Direction
Render every line of the records below as a single numbered list, omitting any blank lines.

Supplied material
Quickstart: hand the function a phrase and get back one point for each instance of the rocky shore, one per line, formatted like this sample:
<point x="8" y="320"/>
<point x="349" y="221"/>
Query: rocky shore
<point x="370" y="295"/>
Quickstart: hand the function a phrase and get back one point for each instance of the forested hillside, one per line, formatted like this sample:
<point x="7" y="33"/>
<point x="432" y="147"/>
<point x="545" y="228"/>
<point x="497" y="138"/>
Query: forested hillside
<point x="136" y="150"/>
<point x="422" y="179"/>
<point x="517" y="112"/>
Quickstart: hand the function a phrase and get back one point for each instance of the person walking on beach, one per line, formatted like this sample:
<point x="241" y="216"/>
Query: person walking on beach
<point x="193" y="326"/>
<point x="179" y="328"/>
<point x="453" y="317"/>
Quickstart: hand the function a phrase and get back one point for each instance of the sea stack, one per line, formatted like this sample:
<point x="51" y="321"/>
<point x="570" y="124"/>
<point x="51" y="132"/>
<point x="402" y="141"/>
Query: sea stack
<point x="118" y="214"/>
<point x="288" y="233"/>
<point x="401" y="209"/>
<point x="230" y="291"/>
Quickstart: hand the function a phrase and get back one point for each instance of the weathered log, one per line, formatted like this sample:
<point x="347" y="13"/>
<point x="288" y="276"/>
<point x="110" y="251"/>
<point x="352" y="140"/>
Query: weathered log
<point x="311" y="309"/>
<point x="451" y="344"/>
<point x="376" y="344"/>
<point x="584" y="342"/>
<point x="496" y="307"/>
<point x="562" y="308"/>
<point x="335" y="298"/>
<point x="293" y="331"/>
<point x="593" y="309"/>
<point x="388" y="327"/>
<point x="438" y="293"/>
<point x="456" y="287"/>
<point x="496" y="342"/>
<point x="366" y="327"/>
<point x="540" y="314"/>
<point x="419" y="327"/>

Reply
1. Quickstart: hand the function a phrase and get back one point for each instance of the rocky shore, one per line, formatted like this sample:
2. <point x="8" y="320"/>
3. <point x="349" y="221"/>
4. Query: rocky shore
5. <point x="370" y="295"/>
6. Quickstart: hand the function a phrase and get back one point for each instance of the forested hillside, one per line, formatted like this sample:
7. <point x="7" y="33"/>
8. <point x="432" y="147"/>
9. <point x="545" y="228"/>
10. <point x="497" y="138"/>
11. Query: forested hillside
12. <point x="136" y="150"/>
13. <point x="422" y="179"/>
14. <point x="517" y="112"/>
15. Quickstart: hand the function a phrase and get back one point for each instance of the person walking on beach, one per line, formatted like this sample:
16. <point x="241" y="216"/>
17. Query: person walking on beach
18. <point x="193" y="326"/>
19. <point x="179" y="328"/>
20. <point x="453" y="317"/>
21. Quickstart: hand the function a phrase and get back one point for each instance of the sea stack, one per line, formatted like this sample:
22. <point x="51" y="321"/>
23. <point x="570" y="124"/>
24. <point x="51" y="132"/>
25. <point x="402" y="141"/>
26. Query: sea stack
27. <point x="118" y="214"/>
28. <point x="288" y="233"/>
29. <point x="401" y="209"/>
30. <point x="230" y="291"/>
31. Quickstart: hand the function a phrase and get back one point for each instance of the weathered log, one per line, formatted like this sample:
32. <point x="347" y="13"/>
33. <point x="288" y="276"/>
34. <point x="110" y="251"/>
35. <point x="352" y="140"/>
36. Query: weathered log
37. <point x="311" y="309"/>
38. <point x="451" y="344"/>
39. <point x="376" y="344"/>
40. <point x="584" y="342"/>
41. <point x="496" y="307"/>
42. <point x="562" y="308"/>
43. <point x="335" y="298"/>
44. <point x="293" y="331"/>
45. <point x="593" y="309"/>
46. <point x="388" y="327"/>
47. <point x="438" y="293"/>
48. <point x="456" y="287"/>
49. <point x="496" y="342"/>
50. <point x="366" y="327"/>
51. <point x="540" y="314"/>
52. <point x="419" y="327"/>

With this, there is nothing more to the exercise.